• What is being asked:
State how many lines in the records below contain the string "jacket". Reply with the number alone.

• Materials provided:
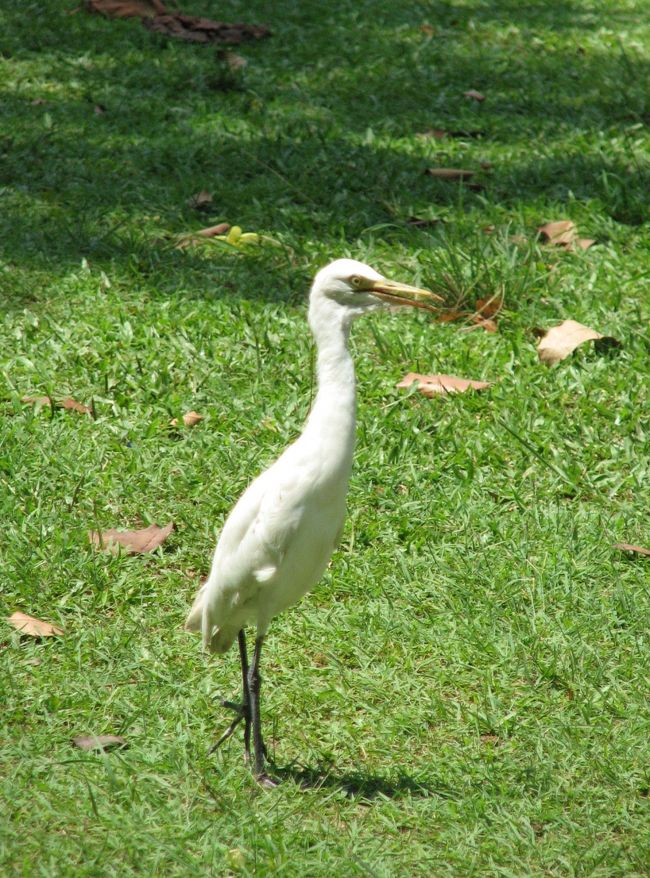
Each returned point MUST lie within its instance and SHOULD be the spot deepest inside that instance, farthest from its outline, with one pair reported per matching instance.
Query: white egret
(280, 535)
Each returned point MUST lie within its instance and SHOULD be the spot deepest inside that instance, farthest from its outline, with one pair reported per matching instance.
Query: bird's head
(357, 289)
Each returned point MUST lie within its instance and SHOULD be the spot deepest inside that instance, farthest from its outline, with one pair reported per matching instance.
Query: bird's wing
(258, 532)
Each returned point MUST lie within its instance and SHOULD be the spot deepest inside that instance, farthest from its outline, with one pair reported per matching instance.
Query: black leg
(243, 710)
(246, 697)
(254, 685)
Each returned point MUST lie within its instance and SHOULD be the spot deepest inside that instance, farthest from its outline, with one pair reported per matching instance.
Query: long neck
(333, 415)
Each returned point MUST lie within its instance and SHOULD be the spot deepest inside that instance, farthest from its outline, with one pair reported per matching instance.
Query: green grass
(465, 693)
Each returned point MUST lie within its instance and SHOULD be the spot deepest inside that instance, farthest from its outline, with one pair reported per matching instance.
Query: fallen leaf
(561, 233)
(420, 222)
(126, 8)
(190, 419)
(145, 540)
(490, 306)
(201, 200)
(449, 173)
(560, 341)
(236, 859)
(434, 385)
(479, 323)
(451, 315)
(231, 60)
(630, 547)
(202, 30)
(100, 742)
(436, 133)
(32, 627)
(67, 403)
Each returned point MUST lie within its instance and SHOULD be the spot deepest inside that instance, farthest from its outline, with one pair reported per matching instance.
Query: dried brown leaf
(420, 222)
(233, 61)
(144, 540)
(488, 325)
(201, 200)
(434, 385)
(451, 315)
(202, 30)
(489, 306)
(32, 627)
(450, 173)
(562, 340)
(190, 419)
(100, 742)
(560, 233)
(630, 547)
(126, 8)
(67, 403)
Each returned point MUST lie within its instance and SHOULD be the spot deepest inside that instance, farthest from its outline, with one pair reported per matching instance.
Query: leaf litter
(563, 233)
(146, 539)
(631, 547)
(450, 173)
(67, 403)
(100, 743)
(32, 627)
(155, 16)
(560, 341)
(436, 385)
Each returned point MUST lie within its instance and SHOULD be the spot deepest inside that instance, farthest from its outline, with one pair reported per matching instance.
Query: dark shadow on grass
(360, 784)
(79, 184)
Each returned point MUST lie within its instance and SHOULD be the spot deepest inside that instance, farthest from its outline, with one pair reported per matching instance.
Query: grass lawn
(466, 691)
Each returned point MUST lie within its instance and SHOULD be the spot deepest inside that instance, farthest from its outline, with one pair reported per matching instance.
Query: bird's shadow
(360, 784)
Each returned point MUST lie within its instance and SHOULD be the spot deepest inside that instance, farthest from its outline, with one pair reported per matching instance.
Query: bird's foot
(241, 712)
(265, 781)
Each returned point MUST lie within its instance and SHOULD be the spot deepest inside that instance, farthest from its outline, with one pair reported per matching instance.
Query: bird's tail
(199, 619)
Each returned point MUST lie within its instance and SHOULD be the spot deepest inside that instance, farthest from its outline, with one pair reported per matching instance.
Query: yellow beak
(403, 294)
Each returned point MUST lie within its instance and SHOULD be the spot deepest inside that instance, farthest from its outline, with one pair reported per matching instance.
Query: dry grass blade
(132, 541)
(32, 627)
(561, 341)
(100, 743)
(434, 385)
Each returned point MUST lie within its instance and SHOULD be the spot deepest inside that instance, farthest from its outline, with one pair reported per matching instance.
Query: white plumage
(280, 535)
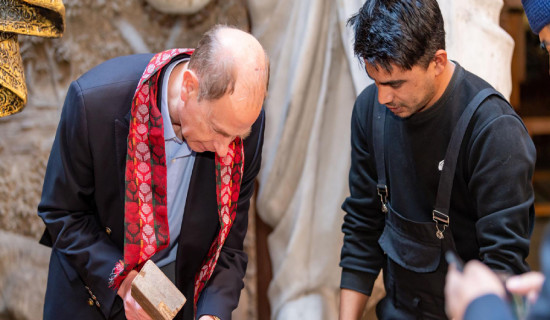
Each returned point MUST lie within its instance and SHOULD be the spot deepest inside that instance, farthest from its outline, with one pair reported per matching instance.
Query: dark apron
(415, 268)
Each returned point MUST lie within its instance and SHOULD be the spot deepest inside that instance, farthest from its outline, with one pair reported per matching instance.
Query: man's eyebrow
(246, 134)
(391, 83)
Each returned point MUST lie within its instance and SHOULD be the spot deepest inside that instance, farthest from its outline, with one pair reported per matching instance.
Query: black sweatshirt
(492, 198)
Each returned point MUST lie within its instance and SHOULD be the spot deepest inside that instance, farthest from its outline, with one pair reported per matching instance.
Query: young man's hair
(400, 32)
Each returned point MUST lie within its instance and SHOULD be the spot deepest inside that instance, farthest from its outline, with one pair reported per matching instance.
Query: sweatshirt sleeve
(501, 164)
(361, 256)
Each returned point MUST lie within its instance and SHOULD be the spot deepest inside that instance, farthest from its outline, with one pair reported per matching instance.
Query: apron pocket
(410, 252)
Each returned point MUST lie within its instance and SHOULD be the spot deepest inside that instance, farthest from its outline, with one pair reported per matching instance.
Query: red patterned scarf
(145, 217)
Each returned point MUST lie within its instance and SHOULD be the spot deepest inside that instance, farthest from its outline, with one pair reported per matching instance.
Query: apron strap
(443, 200)
(378, 146)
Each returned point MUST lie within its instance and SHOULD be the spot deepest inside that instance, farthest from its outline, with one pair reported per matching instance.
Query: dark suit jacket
(82, 203)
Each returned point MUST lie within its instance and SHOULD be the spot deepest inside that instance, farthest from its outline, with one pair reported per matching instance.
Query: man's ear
(440, 59)
(190, 85)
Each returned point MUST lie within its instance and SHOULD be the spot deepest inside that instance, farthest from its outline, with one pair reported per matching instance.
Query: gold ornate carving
(44, 18)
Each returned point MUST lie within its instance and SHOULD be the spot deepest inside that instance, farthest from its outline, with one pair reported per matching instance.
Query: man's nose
(222, 146)
(384, 95)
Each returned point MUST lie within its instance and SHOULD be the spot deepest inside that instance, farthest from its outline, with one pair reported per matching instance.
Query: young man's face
(544, 36)
(405, 92)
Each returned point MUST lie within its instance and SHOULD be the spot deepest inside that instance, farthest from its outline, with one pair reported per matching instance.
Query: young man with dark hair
(477, 292)
(155, 158)
(440, 162)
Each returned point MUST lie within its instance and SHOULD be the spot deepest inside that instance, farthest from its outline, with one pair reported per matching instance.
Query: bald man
(155, 159)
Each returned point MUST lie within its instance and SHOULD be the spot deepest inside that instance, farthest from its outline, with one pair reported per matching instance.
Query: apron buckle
(440, 218)
(383, 193)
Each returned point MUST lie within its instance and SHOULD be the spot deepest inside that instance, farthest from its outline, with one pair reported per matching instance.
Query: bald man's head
(227, 58)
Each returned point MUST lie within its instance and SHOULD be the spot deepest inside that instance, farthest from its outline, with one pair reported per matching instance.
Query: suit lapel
(122, 127)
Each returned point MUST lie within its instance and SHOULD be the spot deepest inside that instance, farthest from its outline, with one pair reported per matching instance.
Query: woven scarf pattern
(145, 218)
(228, 184)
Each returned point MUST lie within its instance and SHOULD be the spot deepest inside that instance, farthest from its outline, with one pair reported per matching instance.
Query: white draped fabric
(313, 85)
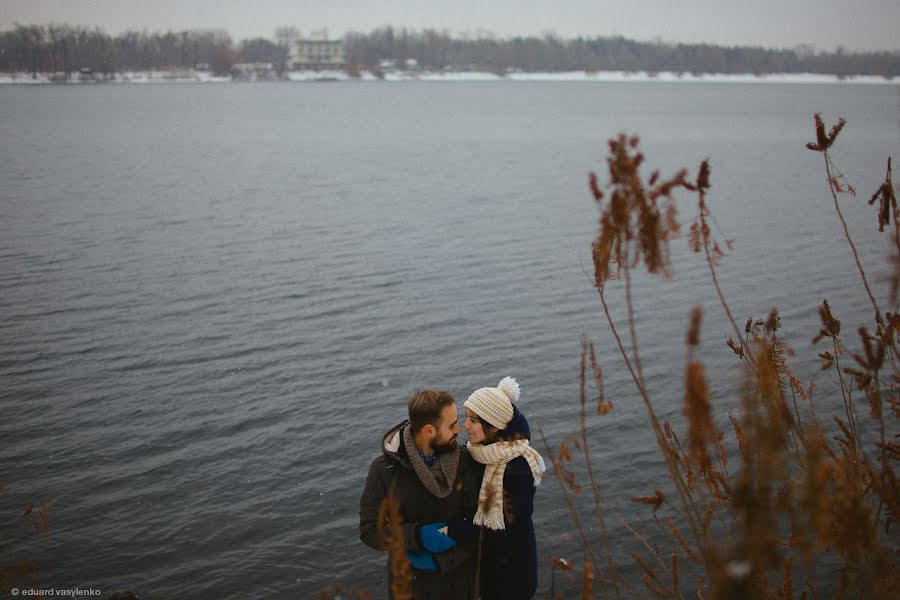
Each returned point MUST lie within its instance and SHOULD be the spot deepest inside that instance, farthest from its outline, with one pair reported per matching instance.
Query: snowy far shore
(192, 76)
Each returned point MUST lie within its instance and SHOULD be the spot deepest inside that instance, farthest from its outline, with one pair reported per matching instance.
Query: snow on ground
(192, 76)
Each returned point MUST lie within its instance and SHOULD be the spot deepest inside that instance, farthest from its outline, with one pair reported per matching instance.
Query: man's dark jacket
(391, 473)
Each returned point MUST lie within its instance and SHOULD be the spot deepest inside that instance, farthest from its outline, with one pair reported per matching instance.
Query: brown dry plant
(807, 506)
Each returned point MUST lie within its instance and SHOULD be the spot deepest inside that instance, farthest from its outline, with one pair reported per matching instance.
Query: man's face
(445, 434)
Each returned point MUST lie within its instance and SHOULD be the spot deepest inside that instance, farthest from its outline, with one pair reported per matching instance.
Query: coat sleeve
(518, 492)
(374, 493)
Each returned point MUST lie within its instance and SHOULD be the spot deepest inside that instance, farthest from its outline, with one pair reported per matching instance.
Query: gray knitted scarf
(440, 477)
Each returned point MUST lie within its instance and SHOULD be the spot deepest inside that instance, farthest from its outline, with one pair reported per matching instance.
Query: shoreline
(192, 76)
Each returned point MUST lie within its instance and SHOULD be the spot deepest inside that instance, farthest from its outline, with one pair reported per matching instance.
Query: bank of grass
(807, 504)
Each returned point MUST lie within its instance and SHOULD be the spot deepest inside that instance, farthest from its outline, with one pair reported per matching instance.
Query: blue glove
(421, 561)
(433, 540)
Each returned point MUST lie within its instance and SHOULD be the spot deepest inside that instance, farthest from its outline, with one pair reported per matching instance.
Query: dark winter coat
(392, 473)
(508, 556)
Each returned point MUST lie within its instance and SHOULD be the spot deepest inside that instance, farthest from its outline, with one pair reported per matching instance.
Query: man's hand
(433, 540)
(422, 561)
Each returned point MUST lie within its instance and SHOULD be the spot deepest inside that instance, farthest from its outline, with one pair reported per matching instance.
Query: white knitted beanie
(494, 405)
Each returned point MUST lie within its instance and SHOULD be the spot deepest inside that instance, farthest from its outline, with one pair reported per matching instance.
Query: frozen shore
(191, 76)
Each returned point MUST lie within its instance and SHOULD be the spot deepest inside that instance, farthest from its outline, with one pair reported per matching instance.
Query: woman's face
(474, 428)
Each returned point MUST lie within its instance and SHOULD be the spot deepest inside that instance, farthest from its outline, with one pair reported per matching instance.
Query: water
(215, 299)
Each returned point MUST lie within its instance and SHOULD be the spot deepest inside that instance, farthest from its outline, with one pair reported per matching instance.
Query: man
(433, 483)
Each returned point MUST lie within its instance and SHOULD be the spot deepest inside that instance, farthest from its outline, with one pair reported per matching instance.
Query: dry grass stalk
(793, 497)
(391, 536)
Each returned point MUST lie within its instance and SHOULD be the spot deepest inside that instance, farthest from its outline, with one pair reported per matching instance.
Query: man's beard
(448, 446)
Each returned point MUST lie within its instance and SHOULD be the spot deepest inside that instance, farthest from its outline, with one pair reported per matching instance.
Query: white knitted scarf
(495, 457)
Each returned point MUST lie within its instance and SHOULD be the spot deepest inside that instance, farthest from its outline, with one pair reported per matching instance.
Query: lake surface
(215, 299)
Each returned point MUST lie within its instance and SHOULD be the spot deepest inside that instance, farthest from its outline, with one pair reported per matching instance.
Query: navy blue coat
(508, 567)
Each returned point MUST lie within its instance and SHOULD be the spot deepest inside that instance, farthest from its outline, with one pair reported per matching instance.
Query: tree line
(436, 49)
(67, 49)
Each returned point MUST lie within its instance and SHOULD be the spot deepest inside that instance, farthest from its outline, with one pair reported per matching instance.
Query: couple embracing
(465, 511)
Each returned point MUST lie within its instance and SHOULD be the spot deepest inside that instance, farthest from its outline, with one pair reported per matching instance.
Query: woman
(499, 439)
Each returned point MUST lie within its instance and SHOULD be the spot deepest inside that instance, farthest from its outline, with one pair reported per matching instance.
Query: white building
(317, 52)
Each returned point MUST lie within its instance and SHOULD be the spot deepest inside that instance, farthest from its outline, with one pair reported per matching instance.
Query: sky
(824, 24)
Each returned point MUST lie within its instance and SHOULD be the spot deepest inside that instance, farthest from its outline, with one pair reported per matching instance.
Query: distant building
(317, 52)
(253, 71)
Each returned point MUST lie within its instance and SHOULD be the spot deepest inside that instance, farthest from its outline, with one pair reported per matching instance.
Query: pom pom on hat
(494, 405)
(510, 387)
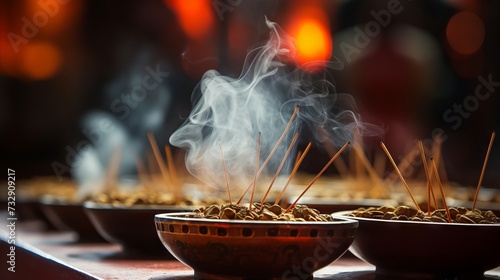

• Result of this exercise:
2